The New York Times recently featured an interactive chart where readers could tackle the federal budget. Various parts of the cheddarsphere gave it a go (Zach, Cindy) so I did too. (H/T Letters in Bottles.)
Maybe it's the 18 hours of darkness that seem to have suddenly been thrust upon us recently that has me in a more skeptical mood than usual, but I'm not very impressed by these sorts of exercises.
Perhaps at some margin it makes citizens more informed, but an interactive graphic, even a really cool one, is a long, long way from any real effort at tackling our nation's taxing and spending policies.
Case in point is capping the growth of Medicare spending to GDP growth plus 1%. This is the biggest single line item in the exercise and it sounds great, but it's not realistic. We already have laws restricting the growth of Medicare spending and Congress regularly votes to not comply with those laws. This is the "doc fix", a series of temporary laws that are now a permanent part of the legislative calendar.
And why do we have the doc fix? So doctors will continue to take Medicare patients and we don't have seniors lined up at the Capitol demanding to know why Congress won't pay rates that doctor's are willing to accept.

DATA UNDER STUDY:
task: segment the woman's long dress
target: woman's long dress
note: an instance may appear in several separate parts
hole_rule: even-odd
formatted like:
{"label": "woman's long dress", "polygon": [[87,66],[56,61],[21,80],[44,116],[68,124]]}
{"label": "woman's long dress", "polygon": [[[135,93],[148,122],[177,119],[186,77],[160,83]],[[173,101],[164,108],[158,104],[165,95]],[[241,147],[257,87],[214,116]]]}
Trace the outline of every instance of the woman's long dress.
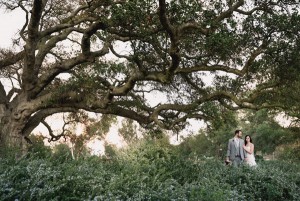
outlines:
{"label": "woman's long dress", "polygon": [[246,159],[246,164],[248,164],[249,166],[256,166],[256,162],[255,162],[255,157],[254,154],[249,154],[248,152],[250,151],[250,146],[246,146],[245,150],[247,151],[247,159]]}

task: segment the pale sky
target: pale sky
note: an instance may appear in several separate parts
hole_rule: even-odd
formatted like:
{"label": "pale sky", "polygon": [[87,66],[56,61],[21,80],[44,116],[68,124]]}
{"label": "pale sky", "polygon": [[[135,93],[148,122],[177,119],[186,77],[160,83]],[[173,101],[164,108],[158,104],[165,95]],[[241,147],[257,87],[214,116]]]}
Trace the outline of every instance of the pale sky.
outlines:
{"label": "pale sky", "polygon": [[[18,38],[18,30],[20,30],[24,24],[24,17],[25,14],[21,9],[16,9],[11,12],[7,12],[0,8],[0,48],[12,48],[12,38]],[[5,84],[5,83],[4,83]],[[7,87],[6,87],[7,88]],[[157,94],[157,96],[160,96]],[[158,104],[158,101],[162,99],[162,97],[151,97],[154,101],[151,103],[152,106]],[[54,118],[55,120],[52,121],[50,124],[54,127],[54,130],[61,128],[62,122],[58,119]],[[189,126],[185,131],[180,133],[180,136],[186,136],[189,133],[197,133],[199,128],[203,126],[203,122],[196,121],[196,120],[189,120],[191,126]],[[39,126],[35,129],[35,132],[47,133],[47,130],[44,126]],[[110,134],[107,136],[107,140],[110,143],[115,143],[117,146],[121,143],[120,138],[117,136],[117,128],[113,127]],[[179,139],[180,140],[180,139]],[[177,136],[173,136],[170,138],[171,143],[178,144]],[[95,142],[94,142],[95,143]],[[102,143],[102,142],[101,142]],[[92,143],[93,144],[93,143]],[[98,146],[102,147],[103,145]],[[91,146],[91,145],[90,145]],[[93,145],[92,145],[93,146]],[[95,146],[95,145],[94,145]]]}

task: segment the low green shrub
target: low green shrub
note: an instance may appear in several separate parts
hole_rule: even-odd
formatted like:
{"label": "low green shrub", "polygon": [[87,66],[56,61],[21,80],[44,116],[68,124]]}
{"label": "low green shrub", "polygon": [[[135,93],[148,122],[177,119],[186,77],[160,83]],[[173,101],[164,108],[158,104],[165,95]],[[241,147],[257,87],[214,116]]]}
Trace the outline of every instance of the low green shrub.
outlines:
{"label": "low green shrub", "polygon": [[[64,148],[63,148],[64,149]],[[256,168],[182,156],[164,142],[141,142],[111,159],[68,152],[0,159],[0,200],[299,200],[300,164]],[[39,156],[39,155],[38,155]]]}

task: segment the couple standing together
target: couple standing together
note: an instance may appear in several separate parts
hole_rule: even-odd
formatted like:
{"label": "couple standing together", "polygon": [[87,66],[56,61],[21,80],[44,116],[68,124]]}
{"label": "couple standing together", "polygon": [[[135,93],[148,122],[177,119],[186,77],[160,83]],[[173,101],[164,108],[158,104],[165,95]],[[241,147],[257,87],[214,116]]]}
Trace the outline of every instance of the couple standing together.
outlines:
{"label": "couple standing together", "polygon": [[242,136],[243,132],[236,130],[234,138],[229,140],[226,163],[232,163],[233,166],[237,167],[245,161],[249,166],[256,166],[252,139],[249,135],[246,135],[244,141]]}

---

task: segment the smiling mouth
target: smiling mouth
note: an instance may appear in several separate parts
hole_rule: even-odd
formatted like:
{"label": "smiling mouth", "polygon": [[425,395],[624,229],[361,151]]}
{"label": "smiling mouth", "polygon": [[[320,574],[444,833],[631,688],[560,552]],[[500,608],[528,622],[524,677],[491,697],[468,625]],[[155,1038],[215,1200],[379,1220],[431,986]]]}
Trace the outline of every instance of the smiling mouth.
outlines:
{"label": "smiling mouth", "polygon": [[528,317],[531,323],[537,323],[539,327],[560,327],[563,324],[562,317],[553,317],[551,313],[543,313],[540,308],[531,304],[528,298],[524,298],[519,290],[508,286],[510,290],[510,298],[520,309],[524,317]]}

...

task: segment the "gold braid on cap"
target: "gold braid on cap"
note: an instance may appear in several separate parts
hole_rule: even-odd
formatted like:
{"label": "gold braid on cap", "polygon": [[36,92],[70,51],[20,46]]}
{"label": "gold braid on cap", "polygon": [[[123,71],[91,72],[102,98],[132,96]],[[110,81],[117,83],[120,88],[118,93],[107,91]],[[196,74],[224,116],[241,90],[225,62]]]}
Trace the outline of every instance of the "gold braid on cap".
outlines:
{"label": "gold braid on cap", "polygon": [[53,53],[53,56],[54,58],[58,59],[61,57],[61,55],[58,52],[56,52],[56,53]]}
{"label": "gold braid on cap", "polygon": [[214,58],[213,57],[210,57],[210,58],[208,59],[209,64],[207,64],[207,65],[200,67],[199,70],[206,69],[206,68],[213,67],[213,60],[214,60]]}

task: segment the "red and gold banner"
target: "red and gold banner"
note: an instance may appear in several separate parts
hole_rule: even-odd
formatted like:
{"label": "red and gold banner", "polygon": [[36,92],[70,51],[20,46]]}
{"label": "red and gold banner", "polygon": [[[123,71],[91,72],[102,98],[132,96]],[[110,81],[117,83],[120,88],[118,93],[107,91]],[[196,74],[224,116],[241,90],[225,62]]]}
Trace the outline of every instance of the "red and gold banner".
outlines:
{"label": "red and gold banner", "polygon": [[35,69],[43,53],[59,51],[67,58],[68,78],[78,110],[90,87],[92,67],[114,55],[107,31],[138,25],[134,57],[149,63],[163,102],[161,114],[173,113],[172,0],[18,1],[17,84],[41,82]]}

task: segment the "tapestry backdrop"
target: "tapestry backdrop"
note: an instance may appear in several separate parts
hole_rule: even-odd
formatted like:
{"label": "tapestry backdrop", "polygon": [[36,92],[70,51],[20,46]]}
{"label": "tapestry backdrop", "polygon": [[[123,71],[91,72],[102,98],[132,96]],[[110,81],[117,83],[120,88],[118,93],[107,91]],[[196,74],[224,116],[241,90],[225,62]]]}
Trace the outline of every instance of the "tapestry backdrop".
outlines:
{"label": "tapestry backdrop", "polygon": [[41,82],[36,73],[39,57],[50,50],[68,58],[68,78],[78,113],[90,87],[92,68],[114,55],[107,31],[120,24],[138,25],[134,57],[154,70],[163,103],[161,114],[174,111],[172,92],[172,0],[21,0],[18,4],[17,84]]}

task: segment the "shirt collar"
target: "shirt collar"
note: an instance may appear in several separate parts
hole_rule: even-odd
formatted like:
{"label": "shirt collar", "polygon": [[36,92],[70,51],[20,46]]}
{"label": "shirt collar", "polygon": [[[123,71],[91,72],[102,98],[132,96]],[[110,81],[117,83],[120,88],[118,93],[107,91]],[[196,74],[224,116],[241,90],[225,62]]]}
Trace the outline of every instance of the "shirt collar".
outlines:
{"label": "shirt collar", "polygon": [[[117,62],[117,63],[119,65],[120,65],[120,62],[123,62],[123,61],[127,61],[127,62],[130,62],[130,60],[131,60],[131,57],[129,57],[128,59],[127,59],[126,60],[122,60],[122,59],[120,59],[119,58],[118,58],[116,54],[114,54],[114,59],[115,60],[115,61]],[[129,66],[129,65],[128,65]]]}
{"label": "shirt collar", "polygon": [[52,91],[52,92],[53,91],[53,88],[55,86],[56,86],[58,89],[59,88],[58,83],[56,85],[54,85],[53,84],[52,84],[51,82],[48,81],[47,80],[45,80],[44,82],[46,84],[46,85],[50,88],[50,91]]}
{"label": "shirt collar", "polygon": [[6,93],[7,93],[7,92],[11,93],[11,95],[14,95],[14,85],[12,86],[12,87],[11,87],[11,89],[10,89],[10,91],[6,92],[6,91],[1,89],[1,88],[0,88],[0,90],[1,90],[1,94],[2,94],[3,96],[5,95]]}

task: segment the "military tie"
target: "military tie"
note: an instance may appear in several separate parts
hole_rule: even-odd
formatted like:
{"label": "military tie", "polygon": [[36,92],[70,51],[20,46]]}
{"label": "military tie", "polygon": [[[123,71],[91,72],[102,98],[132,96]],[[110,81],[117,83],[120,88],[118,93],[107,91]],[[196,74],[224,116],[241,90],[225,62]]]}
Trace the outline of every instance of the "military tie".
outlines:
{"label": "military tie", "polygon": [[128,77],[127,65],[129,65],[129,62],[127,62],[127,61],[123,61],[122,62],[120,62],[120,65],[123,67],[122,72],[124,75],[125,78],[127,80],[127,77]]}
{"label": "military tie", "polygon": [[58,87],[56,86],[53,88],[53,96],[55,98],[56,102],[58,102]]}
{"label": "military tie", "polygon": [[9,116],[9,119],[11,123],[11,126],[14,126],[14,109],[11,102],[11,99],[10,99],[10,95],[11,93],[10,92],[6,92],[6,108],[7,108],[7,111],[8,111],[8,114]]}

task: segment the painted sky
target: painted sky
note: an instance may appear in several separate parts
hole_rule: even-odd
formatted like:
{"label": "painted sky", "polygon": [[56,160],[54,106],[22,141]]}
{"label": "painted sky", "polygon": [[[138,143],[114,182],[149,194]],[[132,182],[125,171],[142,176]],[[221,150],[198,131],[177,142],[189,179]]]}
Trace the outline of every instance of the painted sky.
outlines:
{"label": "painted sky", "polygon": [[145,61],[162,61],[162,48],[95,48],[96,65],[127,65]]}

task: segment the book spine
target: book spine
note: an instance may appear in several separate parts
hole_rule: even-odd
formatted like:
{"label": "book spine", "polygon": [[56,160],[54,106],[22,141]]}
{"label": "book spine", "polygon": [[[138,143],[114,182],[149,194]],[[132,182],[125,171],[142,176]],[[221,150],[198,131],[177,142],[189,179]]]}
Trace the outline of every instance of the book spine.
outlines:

WHAT YOU NEED TO DO:
A. In the post about the federal budget chart, what is the biggest single line item in the exercise?
B. Continue the post about the federal budget chart from its final sentence.

TASK ANSWERS:
A. Capping the growth of Medicare spending to GDP growth plus 1%.

B.
Inflation in the market for healthcare will ultimately determined by supply and demand notwithstanding a government edict demanding prices not grow quicker than GDP + 1%. Now if Congress stopped paying for as many procedures and visits, we might see some costs come down with lower demand. Does anyone think restricting access to care on a large scale is politically feasible?
Saying we are going to limit the growth of spending may sound great, but it's really just more of the free-lunch disease that grips so many of us when it comes to making the hard choices concerning government spending.
1 comment:
The broader question, of course, is why we're spending all of this time trying to bring down the deficit in the first place. These exercises take our eye off the problem at hand.
How 'bout we Americans start focusing on the crisis that is the 15 million plus Americans partially or totally unemployed?